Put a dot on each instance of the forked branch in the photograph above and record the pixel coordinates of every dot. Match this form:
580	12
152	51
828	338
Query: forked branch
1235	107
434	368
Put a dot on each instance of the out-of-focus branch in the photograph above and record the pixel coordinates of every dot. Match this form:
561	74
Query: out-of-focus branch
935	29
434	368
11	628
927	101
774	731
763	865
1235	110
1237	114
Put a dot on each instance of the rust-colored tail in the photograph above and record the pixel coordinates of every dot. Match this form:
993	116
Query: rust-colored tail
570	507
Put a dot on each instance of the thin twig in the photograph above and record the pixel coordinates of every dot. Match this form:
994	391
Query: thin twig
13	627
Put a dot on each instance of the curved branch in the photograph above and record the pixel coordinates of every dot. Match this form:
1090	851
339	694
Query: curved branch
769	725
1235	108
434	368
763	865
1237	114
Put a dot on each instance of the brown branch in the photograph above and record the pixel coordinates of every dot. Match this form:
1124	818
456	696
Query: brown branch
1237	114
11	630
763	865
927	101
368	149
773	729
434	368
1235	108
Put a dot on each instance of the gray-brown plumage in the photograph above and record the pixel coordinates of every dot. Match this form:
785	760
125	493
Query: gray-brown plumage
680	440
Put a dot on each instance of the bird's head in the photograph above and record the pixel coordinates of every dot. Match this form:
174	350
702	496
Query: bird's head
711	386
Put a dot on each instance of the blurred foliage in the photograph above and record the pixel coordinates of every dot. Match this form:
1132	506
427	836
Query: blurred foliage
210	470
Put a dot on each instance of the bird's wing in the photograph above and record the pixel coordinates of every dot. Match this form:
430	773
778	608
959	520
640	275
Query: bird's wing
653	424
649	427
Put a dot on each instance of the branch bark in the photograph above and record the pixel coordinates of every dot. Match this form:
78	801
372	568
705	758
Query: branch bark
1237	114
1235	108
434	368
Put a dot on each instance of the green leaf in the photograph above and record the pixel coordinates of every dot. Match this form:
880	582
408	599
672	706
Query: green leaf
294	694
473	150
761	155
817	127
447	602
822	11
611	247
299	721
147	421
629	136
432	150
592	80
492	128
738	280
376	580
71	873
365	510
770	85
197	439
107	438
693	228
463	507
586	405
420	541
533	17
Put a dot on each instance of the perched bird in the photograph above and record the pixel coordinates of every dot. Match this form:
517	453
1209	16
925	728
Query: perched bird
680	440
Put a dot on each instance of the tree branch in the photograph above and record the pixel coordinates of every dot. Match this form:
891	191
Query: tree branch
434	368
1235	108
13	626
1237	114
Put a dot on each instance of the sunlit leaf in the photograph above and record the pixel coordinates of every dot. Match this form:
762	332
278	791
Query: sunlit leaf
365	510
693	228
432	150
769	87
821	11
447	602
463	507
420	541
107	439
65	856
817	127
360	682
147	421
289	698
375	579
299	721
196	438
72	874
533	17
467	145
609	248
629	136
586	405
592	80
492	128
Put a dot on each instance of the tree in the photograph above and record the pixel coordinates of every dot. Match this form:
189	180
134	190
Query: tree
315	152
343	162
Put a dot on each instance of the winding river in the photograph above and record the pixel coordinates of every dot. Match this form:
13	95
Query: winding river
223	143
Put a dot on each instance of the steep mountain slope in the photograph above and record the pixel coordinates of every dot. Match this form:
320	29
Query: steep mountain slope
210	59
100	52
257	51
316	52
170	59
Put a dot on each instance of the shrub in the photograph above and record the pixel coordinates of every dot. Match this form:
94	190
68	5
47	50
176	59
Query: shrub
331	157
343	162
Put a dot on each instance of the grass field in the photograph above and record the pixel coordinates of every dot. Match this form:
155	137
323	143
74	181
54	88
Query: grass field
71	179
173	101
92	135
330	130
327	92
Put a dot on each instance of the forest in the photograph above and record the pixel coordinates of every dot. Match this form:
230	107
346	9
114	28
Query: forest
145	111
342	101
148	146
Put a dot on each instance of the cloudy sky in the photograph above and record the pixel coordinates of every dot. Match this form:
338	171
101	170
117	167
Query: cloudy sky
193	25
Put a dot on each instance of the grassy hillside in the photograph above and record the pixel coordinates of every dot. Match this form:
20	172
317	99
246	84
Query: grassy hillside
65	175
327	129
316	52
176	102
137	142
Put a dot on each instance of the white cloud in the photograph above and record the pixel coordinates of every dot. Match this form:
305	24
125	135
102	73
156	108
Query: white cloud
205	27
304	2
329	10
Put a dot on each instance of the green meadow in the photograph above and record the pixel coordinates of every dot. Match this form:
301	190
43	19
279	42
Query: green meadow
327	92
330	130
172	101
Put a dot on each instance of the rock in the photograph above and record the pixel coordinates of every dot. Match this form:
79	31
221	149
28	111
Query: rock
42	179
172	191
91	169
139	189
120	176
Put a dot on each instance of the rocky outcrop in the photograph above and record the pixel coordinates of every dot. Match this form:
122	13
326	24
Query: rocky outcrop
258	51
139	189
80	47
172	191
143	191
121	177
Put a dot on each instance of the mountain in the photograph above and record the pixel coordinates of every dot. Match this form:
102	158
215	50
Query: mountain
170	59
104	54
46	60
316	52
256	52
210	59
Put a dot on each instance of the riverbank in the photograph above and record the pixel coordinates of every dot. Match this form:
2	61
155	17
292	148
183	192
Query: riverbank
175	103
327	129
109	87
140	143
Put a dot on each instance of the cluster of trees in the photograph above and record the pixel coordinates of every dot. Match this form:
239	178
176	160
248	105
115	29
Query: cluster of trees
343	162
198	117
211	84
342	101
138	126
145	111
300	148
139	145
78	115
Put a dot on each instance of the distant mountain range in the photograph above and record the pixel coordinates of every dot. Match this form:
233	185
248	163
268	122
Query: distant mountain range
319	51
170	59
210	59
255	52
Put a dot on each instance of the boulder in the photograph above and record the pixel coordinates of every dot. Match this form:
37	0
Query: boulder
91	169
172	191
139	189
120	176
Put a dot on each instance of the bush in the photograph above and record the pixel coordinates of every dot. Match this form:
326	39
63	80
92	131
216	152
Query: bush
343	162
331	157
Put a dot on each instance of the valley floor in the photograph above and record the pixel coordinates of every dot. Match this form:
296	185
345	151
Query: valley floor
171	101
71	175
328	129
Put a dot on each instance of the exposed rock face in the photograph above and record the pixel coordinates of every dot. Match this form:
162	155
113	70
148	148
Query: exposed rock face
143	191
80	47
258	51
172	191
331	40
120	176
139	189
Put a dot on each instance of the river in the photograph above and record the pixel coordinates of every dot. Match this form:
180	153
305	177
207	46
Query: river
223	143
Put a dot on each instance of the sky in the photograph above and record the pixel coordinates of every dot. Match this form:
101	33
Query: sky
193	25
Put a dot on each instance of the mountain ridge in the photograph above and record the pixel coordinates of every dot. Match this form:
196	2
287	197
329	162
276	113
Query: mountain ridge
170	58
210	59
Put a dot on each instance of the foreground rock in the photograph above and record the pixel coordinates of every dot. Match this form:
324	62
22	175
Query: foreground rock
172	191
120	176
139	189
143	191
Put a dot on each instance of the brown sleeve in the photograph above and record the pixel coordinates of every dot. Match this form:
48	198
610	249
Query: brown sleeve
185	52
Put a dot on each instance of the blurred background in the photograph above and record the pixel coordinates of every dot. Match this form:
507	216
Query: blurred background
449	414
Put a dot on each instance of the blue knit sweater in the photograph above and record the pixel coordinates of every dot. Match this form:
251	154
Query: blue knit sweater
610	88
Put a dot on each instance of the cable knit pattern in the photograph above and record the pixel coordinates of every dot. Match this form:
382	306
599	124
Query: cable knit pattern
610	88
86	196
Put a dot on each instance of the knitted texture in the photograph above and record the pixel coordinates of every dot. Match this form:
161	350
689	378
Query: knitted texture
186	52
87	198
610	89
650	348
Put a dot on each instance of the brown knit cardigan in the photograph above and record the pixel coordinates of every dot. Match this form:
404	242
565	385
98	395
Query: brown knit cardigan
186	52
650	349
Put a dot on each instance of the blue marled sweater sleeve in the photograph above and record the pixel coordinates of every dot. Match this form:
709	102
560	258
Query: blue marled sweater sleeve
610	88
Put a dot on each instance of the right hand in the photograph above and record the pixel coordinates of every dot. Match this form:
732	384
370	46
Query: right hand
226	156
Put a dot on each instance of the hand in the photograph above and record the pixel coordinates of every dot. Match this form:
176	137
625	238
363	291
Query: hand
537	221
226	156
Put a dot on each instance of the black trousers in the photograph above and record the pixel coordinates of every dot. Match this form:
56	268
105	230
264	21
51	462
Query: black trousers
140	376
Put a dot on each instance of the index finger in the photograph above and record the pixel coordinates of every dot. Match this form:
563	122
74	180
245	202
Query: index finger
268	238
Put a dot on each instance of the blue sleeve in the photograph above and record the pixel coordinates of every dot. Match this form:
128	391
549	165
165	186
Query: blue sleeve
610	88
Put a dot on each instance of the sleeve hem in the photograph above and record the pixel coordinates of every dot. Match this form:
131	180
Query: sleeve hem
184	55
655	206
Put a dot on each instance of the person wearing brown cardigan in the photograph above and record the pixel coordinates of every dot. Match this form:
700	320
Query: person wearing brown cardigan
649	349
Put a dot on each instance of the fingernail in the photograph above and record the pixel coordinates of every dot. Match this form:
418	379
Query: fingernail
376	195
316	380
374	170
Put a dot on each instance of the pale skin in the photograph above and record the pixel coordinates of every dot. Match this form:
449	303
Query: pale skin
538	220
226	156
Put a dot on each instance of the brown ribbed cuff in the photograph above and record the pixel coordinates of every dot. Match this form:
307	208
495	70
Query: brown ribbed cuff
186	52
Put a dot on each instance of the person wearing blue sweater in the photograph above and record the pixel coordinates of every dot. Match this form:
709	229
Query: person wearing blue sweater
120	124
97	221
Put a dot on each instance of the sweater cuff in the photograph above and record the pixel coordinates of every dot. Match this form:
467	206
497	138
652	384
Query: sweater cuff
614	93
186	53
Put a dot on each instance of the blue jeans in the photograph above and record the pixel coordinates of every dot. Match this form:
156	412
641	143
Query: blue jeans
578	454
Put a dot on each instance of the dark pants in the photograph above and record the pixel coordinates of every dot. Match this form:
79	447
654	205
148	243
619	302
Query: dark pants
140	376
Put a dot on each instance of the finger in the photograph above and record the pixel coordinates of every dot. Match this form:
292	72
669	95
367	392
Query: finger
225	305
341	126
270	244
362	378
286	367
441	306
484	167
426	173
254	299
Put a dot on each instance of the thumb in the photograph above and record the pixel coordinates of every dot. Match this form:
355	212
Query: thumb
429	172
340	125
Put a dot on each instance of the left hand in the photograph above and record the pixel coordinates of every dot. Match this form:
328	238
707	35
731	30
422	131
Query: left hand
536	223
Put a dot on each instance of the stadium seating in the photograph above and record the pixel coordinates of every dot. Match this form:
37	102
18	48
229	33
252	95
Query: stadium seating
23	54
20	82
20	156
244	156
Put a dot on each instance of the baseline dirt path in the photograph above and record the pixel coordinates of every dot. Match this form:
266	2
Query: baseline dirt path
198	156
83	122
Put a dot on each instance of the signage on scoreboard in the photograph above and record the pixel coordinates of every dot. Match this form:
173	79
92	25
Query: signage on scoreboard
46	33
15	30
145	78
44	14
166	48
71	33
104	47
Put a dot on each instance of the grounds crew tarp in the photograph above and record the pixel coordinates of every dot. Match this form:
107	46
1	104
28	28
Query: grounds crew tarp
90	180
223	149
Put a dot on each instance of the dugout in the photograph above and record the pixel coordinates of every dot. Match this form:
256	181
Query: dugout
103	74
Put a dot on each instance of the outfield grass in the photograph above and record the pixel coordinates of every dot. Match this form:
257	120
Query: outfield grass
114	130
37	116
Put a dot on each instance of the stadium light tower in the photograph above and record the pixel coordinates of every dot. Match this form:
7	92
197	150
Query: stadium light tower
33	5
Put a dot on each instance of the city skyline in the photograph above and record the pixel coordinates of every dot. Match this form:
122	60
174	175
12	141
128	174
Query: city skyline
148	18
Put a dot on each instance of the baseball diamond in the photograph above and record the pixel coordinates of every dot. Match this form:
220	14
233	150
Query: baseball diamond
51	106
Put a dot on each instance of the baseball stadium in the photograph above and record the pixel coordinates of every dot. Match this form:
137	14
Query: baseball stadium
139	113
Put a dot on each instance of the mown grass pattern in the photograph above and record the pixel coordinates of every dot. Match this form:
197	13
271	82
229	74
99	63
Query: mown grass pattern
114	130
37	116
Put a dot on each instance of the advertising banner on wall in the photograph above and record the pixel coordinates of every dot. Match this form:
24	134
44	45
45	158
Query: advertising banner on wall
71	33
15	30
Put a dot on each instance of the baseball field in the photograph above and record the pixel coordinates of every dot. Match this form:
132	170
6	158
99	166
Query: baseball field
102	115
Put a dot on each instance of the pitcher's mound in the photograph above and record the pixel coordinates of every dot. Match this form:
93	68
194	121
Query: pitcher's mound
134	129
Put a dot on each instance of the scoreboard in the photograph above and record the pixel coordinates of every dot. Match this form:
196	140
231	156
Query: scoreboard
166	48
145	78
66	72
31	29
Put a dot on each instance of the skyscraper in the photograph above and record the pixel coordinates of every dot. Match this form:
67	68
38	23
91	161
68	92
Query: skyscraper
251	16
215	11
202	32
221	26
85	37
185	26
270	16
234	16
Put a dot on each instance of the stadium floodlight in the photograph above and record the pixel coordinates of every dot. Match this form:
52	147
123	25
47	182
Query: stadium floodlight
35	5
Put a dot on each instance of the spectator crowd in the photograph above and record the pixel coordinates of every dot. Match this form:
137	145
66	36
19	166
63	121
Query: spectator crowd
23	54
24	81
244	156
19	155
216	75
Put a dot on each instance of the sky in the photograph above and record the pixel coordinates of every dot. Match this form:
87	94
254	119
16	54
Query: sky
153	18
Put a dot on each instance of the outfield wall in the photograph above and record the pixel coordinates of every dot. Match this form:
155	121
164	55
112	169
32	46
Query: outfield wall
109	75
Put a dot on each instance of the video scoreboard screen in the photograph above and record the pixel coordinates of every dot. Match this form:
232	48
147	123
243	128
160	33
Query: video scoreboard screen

####################

Quote, word for word, every line starting at the one that contains "Put a dot on each instance of the mown" and ending with the final line of the entries.

**Final result**
Put a dot on each instance of the mown grass pattern in the photograph above and record the pixel coordinates of every dot. Match this form:
197	13
271	82
229	74
99	63
Query: mown grass pattern
114	130
37	116
Put a dot on each instance of the advertising banner on wall in the photograph above and record the pixel coordinates of every dot. Match this form:
24	134
44	45
45	158
Query: advertising banner on wall
71	33
15	30
Put a dot on each instance of the baseball field in the photograph above and record the pixel coordinates of every dot. Match this form:
132	170
6	158
99	166
Query: baseball field
102	115
Put a dot on each instance of the pitcher's mound in the photograph above and record the pixel coordinates of every dot. Match this form:
93	68
194	121
Query: pitcher's mound
134	129
Put a dot on each instance of the scoreboard in the photograph above and record the pixel coordinates of every dot. Match this form:
196	140
231	156
Query: scoreboard
166	48
145	78
66	72
31	29
Put a dot on each instance of the skyscraper in the photograph above and record the pixel coordinates of every dot. Match this form:
67	68
38	23
91	161
68	92
Query: skyscraper
251	16
215	11
202	32
221	26
85	37
185	26
270	16
234	16
Put a dot on each instance of the stadium floodlight in the photograph above and record the pixel coordinates of every dot. Match this form:
52	147
123	25
47	182
Query: stadium floodlight
35	5
Put a dot on each instance of the spectator crowd in the photograph above and record the pixel coordinates of every dot. Match this form:
137	145
66	36
19	166
63	121
Query: spectator crowd
23	54
24	81
244	156
19	155
216	75
Put a dot on each instance of the sky in the photograph above and record the pixel coordinates of every dot. Match this form:
87	94
254	119
16	54
Query: sky
153	18
Put a dot on each instance of the outfield wall in the photograph above and record the pixel coordinates of every dot. Match this form:
155	121
164	55
112	169
32	46
Query: outfield wall
109	75
Put a dot on each instance of the video scoreboard screen in the photograph above and record the pixel coordinates of every dot. Match this form:
232	48
147	123
243	128
160	33
Query: video scoreboard screen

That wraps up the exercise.